**Given request a:** In the records, convert the lines from the one containing "For this challenge, identify the white wall" up to and including the one containing "point(232, 58)" into a JSON list of strings, one string per line, with blank lines omitted.
### Reading text
Through a series of fortunate and quite unfortunate events, Dantès finds himself free of Château d’If. What follows is a beautiful and satisfying vengeance tour for those who wronged him and a redemption tour for those that risked everything for him. Upon returning to those individuals of his former life now as the Count of Monte Cristo, the unrecognizable sailing prodigy uses his fortune to expose the riches of his perpetrators in unconventional manners. The covert benefactor helps settle financial records for others with no recognition sought in the process. Thanks to his relationship with Faria, the Count of Monte Cristo becomes an all-knowing and unstoppable individual in orders of charm, wit, and wealth.
######
**Given request b:** Reproduce the entire passage about the Count of Monte Cristo word for word.
### Stored records
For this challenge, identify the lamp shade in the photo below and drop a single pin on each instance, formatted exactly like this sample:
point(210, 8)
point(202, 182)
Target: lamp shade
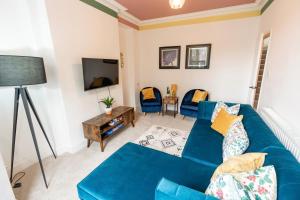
point(21, 70)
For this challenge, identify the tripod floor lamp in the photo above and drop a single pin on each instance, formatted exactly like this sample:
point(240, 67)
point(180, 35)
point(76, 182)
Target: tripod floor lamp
point(19, 71)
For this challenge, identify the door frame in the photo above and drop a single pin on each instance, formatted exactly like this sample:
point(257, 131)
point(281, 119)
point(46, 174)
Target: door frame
point(256, 70)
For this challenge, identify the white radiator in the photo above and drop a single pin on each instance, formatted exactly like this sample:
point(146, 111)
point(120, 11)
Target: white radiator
point(282, 130)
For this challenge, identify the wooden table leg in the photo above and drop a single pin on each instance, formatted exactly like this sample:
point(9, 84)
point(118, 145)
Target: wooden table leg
point(101, 144)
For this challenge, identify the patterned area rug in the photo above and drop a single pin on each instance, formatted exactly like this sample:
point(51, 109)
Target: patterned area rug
point(168, 140)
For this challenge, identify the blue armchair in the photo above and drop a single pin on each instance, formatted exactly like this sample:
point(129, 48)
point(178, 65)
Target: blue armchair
point(187, 107)
point(151, 105)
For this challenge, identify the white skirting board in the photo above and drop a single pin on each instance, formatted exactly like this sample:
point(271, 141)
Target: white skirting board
point(282, 130)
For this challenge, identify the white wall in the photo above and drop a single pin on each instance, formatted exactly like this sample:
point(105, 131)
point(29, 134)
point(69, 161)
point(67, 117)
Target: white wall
point(5, 189)
point(128, 46)
point(79, 30)
point(232, 58)
point(24, 31)
point(62, 32)
point(281, 83)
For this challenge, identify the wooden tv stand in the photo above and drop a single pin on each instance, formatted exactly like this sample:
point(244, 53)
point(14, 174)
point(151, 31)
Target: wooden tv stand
point(98, 128)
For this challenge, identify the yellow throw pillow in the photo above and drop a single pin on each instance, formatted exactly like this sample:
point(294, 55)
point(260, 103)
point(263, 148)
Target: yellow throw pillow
point(224, 120)
point(242, 163)
point(148, 93)
point(199, 96)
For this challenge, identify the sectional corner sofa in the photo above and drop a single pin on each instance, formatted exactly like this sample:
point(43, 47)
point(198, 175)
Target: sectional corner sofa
point(136, 172)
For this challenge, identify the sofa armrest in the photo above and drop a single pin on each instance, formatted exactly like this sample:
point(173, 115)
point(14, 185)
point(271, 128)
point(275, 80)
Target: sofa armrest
point(168, 190)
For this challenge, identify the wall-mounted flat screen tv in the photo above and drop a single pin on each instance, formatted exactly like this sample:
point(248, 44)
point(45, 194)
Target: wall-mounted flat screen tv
point(99, 73)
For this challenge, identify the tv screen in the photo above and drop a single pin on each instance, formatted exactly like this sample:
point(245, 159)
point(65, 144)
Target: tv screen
point(99, 73)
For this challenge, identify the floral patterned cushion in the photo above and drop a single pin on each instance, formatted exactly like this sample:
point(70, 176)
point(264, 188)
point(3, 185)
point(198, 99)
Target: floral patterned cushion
point(235, 141)
point(260, 184)
point(226, 187)
point(233, 110)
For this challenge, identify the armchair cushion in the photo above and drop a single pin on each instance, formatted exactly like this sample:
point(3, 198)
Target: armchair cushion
point(199, 96)
point(148, 93)
point(191, 106)
point(168, 190)
point(151, 102)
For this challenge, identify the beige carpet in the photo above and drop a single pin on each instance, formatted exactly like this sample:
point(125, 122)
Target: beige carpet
point(64, 173)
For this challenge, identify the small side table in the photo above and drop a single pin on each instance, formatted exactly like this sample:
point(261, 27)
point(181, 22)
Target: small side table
point(169, 100)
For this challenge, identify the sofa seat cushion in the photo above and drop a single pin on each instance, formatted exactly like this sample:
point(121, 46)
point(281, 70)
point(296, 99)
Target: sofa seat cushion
point(259, 134)
point(287, 171)
point(190, 106)
point(151, 102)
point(204, 145)
point(133, 172)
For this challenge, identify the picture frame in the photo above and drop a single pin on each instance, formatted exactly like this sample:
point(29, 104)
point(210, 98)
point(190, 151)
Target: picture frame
point(169, 57)
point(198, 56)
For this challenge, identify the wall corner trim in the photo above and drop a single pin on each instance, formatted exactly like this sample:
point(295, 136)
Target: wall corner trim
point(101, 7)
point(266, 6)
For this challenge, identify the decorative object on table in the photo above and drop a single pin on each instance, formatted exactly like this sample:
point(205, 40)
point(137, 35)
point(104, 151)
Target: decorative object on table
point(170, 100)
point(19, 71)
point(168, 91)
point(197, 56)
point(176, 4)
point(188, 107)
point(122, 59)
point(108, 101)
point(100, 127)
point(151, 105)
point(169, 57)
point(168, 140)
point(173, 90)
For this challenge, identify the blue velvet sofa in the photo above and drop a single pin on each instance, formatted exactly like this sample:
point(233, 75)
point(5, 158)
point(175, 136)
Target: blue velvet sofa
point(151, 105)
point(187, 107)
point(136, 172)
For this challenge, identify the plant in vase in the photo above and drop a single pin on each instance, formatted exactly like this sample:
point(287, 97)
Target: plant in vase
point(108, 101)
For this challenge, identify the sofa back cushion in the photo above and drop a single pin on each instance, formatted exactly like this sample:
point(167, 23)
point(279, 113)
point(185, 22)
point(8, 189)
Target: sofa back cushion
point(260, 135)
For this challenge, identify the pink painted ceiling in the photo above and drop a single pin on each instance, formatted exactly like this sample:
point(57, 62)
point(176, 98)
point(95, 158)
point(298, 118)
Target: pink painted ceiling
point(150, 9)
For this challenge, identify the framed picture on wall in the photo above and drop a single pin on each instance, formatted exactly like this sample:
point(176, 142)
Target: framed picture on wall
point(169, 57)
point(197, 56)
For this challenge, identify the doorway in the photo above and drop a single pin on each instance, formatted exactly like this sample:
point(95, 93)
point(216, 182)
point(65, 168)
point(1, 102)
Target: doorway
point(256, 89)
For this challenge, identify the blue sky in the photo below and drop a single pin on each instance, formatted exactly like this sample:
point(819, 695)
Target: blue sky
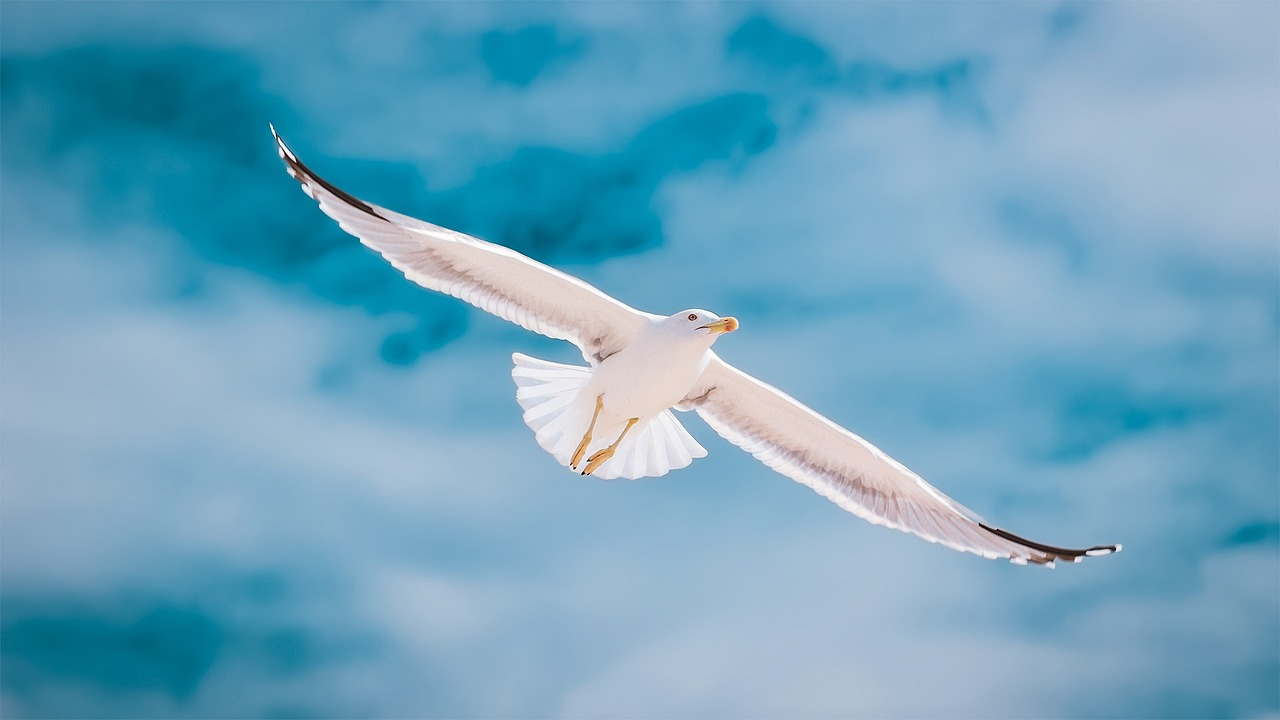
point(248, 470)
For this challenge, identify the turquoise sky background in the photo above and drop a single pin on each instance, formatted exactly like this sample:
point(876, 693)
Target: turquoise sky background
point(247, 469)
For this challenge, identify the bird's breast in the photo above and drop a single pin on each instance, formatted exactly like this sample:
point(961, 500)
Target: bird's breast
point(647, 378)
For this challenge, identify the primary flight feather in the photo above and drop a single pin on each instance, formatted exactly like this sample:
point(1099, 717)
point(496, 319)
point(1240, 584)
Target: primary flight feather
point(613, 418)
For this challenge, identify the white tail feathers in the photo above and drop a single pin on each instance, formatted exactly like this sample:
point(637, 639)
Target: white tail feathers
point(549, 392)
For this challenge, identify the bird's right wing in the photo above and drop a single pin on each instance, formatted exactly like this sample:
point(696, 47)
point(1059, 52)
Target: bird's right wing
point(850, 472)
point(490, 277)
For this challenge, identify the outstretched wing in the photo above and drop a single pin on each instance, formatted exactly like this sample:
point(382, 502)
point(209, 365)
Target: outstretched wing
point(490, 277)
point(850, 472)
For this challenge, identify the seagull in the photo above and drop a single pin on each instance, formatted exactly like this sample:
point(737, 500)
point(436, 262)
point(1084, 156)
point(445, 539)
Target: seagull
point(613, 418)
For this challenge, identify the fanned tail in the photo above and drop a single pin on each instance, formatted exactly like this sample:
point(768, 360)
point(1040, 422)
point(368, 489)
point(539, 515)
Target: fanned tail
point(548, 392)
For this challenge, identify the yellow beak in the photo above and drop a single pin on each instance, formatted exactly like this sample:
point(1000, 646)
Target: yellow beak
point(722, 326)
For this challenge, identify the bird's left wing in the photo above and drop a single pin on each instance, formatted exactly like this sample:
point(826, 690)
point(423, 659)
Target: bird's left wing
point(850, 472)
point(490, 277)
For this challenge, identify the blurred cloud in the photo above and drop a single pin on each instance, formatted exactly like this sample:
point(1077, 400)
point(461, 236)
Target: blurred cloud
point(251, 470)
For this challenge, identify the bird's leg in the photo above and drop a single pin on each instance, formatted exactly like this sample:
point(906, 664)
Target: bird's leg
point(600, 456)
point(586, 437)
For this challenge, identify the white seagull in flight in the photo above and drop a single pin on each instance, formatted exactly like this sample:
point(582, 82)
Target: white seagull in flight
point(613, 419)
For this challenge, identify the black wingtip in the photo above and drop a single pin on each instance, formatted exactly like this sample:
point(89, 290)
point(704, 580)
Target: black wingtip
point(1048, 554)
point(306, 177)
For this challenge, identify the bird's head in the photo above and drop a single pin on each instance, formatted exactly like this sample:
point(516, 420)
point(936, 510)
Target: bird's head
point(700, 323)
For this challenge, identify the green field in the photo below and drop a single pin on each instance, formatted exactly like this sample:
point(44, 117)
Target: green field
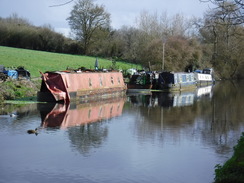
point(40, 61)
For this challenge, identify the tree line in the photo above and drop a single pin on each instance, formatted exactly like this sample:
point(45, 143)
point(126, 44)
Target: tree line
point(156, 41)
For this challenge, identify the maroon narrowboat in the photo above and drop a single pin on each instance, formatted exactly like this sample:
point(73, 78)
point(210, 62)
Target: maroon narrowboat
point(64, 86)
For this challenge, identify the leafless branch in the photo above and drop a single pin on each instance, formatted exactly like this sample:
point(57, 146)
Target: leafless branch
point(56, 5)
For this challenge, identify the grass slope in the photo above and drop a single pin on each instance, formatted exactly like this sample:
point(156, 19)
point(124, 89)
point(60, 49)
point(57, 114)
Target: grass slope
point(36, 61)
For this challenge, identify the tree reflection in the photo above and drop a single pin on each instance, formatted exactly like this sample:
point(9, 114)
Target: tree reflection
point(86, 137)
point(217, 120)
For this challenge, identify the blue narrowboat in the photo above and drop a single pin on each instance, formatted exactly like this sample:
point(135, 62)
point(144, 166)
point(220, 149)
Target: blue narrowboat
point(176, 81)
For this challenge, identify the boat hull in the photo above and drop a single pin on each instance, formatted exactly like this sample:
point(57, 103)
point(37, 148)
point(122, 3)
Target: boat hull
point(66, 87)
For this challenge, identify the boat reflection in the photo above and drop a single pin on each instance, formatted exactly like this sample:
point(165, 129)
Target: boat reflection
point(172, 99)
point(63, 116)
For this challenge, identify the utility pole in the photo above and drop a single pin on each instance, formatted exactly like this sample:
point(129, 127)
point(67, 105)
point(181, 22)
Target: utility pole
point(164, 41)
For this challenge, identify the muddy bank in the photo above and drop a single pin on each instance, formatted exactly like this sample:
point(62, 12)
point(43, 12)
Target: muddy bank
point(16, 89)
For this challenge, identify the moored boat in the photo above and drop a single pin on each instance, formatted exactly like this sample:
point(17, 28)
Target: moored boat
point(176, 81)
point(204, 77)
point(64, 86)
point(140, 81)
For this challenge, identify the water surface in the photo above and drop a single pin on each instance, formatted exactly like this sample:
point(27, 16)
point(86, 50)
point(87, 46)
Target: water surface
point(173, 138)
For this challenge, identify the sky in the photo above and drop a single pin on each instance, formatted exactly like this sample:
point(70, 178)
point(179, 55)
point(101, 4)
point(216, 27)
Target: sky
point(123, 12)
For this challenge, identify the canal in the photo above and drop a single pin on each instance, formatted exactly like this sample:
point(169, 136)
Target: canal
point(173, 138)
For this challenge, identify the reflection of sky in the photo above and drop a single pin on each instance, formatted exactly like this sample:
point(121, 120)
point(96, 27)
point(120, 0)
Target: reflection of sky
point(140, 146)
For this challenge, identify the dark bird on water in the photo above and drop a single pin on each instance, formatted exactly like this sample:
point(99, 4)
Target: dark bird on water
point(32, 131)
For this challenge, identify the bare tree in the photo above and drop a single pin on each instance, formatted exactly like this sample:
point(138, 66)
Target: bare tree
point(235, 8)
point(85, 18)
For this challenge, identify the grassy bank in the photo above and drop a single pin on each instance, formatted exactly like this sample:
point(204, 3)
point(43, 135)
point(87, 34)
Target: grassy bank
point(14, 89)
point(233, 170)
point(36, 61)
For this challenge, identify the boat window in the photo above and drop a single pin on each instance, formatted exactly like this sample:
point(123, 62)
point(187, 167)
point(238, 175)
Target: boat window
point(101, 81)
point(112, 80)
point(89, 113)
point(183, 78)
point(111, 110)
point(90, 83)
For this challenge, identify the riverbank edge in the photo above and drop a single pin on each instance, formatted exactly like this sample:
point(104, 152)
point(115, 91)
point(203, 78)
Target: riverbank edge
point(232, 170)
point(18, 89)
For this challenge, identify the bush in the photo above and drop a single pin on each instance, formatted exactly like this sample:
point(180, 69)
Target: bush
point(232, 170)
######
**Finished answer a:**
[
  "For this challenge, identify the white wall in the photo above and drop a single pin on each instance, formatted exactly like this sample:",
  "point(105, 131)",
  "point(29, 134)",
  "point(69, 161)",
  "point(67, 117)",
  "Target: white wall",
  "point(5, 189)",
  "point(128, 46)",
  "point(79, 30)",
  "point(232, 58)"
]

**Finished answer b:**
Through a series of fortunate and quite unfortunate events, Dantès finds himself free of Château d’If. What follows is a beautiful and satisfying vengeance tour for those who wronged him and a redemption tour for those that risked everything for him. Upon returning to those individuals of his former life now as the Count of Monte Cristo, the unrecognizable sailing prodigy uses his fortune to expose the riches of his perpetrators in unconventional manners. The covert benefactor helps settle financial records for others with no recognition sought in the process. Thanks to his relationship with Faria, the Count of Monte Cristo becomes an all-knowing and unstoppable individual in orders of charm, wit, and wealth.